* **WHAT IS ASKED**
In the records below, locate every line containing the word "deer" and copy each of those lines.

══ INPUT ROWS ══

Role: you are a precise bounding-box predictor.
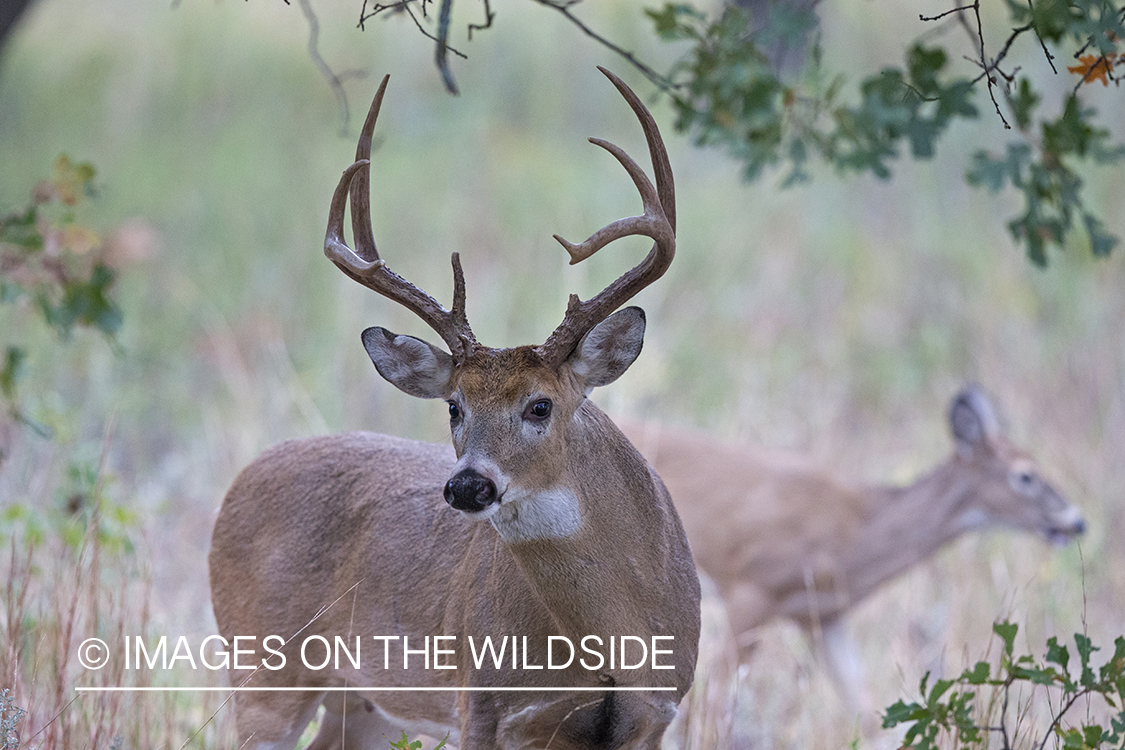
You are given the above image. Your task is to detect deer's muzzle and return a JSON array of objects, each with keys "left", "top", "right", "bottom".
[{"left": 446, "top": 469, "right": 500, "bottom": 513}]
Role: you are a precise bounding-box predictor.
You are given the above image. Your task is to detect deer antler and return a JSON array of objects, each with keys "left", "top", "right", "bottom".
[
  {"left": 324, "top": 75, "right": 477, "bottom": 362},
  {"left": 536, "top": 66, "right": 676, "bottom": 368}
]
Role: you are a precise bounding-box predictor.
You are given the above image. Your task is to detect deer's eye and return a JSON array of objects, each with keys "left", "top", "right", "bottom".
[
  {"left": 523, "top": 398, "right": 551, "bottom": 421},
  {"left": 1010, "top": 470, "right": 1037, "bottom": 493}
]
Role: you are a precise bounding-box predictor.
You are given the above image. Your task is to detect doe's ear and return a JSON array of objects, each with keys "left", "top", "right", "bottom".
[
  {"left": 950, "top": 385, "right": 1000, "bottom": 457},
  {"left": 567, "top": 307, "right": 645, "bottom": 395},
  {"left": 361, "top": 327, "right": 453, "bottom": 398}
]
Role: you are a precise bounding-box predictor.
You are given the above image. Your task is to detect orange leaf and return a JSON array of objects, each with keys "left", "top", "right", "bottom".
[{"left": 1067, "top": 55, "right": 1114, "bottom": 85}]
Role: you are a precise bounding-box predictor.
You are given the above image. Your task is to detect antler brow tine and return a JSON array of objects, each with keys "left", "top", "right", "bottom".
[
  {"left": 537, "top": 66, "right": 676, "bottom": 367},
  {"left": 324, "top": 75, "right": 476, "bottom": 362}
]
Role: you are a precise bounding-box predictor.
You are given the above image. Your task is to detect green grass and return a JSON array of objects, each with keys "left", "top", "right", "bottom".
[{"left": 0, "top": 0, "right": 1125, "bottom": 748}]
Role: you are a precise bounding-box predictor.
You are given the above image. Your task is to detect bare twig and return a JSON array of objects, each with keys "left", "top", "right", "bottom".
[
  {"left": 297, "top": 0, "right": 365, "bottom": 134},
  {"left": 469, "top": 0, "right": 496, "bottom": 42},
  {"left": 973, "top": 0, "right": 1011, "bottom": 130},
  {"left": 434, "top": 0, "right": 458, "bottom": 97},
  {"left": 534, "top": 0, "right": 681, "bottom": 91}
]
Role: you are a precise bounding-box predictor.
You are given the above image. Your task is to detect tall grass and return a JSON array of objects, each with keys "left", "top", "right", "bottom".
[{"left": 0, "top": 0, "right": 1125, "bottom": 748}]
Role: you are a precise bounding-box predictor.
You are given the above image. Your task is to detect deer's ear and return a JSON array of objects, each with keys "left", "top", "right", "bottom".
[
  {"left": 567, "top": 307, "right": 645, "bottom": 394},
  {"left": 950, "top": 386, "right": 1000, "bottom": 455},
  {"left": 361, "top": 327, "right": 453, "bottom": 398}
]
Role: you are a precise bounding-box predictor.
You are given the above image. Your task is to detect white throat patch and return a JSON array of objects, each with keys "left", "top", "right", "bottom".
[{"left": 488, "top": 486, "right": 582, "bottom": 544}]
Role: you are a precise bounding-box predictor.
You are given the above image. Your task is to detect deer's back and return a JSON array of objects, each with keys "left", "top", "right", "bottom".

═══

* **EXERCISE RESULT**
You are given the above image. Your task is to detect deer's muzzle and return a JSON array of objects, each with keys "left", "top", "right", "bottom".
You are given the above image. Your task is to detect deer antler and return a JSON array of objects, each with keys "left", "top", "right", "bottom".
You are given the above image. Your task is to detect deer's eye and return a JSON array of objects, each with keys "left", "top", "right", "bottom".
You are given the above image. Your task is to detect deer's ear and return a JSON array of objects, each with keys "left", "top", "right", "bottom".
You are given the above image. Your task is to detect deer's back and return a JSON array of objects, each with keys "left", "top", "right", "bottom".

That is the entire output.